» Exercise brief
Switch every instance of "identify" in the material below to "locate", and reproduce the material otherwise unchanged.

» Available data

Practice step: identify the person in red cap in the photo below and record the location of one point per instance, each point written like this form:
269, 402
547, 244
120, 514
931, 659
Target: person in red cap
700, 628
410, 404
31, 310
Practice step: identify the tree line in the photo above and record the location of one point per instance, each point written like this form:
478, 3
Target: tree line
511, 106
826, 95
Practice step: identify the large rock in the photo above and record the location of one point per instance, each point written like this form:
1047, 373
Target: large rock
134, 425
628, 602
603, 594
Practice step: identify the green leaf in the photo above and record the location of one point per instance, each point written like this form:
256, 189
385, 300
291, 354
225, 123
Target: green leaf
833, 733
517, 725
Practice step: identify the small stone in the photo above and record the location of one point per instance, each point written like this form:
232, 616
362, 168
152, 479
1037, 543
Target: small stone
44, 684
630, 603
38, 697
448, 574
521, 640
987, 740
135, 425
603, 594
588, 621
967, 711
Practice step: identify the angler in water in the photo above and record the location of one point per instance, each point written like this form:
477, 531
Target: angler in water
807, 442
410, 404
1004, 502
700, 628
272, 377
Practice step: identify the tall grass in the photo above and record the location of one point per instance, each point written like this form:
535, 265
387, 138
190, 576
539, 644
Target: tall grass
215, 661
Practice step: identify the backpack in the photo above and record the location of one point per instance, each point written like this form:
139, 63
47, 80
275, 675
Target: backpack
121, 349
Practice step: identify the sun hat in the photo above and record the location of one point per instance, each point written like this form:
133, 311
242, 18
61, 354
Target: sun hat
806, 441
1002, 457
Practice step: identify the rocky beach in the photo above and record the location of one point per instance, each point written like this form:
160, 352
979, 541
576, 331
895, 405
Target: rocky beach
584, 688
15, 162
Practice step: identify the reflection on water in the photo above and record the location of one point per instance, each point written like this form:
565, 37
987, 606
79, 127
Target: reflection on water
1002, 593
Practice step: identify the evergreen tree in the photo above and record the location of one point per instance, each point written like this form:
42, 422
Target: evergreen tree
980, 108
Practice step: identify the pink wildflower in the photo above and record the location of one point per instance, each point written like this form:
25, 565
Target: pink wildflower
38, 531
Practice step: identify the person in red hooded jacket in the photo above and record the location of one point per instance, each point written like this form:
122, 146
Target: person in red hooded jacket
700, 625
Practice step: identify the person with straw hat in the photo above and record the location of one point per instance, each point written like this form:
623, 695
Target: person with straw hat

» Expected output
Practice step: locate the person in red cap in the photo below and record the location of one point per instance, each point written like this form:
269, 402
547, 244
120, 514
931, 659
Target: person in red cap
700, 628
410, 404
31, 310
Practice step: locate the tree line in the photo above and record the location of one point per instance, each point written like this form:
478, 3
Target: tree line
511, 106
826, 95
Practice step: locate the large rock in the photo above and record the location of one point per instance, each point written like this form:
1047, 373
Target: large rock
134, 425
628, 602
603, 594
Practice step: locate the green leaf in the photo above and record the location of one point per instance, each point written like this form:
256, 189
385, 300
291, 354
225, 123
Target: green leaf
833, 733
517, 725
Practice step: locate the small stone in the photo above and record the location of one point per instance, each point written like this form:
232, 616
362, 168
152, 479
1037, 543
Target: small stone
44, 684
630, 603
38, 697
448, 574
521, 640
987, 740
135, 425
603, 594
588, 621
967, 711
Practice step: locate the angler in water in the photo above and record the location of one point per instance, each point written like this form:
477, 531
Target: angler in water
807, 442
410, 404
1004, 502
700, 628
272, 377
Practice step: locate the tall grass in the photo above and record the location of one point per instance, each point written like this form:
535, 265
387, 138
190, 576
539, 644
Target: tall grass
215, 661
Practice step: locate the backpack in the photo above and record the location of one point per instance, each point written like this form:
139, 63
47, 80
275, 675
Target: backpack
121, 349
Practice step: locate the sun hat in the photo above and record the location of one point per instance, each point written like this form:
133, 311
242, 18
61, 354
Target: sun hat
806, 441
1002, 457
Practice step: locate the rocky beach in the photo above and record the location of one point per instance, each point written like this form:
160, 352
979, 541
576, 331
895, 405
Target: rocky beach
584, 688
15, 162
Practice step: locate the reflection on water in the photo above and record the location of one point per instance, each point written like this form:
565, 37
987, 606
79, 127
Target: reflection on water
1002, 593
Practice step: locate the evergreen tree in the photo above and record the location of one point per instance, each point written like this form:
42, 422
Target: evergreen tree
980, 108
Practice step: locate the pink wildflower in the photo above and record the location of one point per instance, each point written like this form:
25, 565
Target: pink wildflower
38, 531
Practice step: locate the person in red hooded jacket in the photo above and record the location of one point per instance, each point written like this form:
122, 146
Target: person in red hooded jacket
700, 625
Practice step: locate the person with straw hat in the photo above and record the location of one point per instance, each point written like this form:
623, 695
Target: person with straw hat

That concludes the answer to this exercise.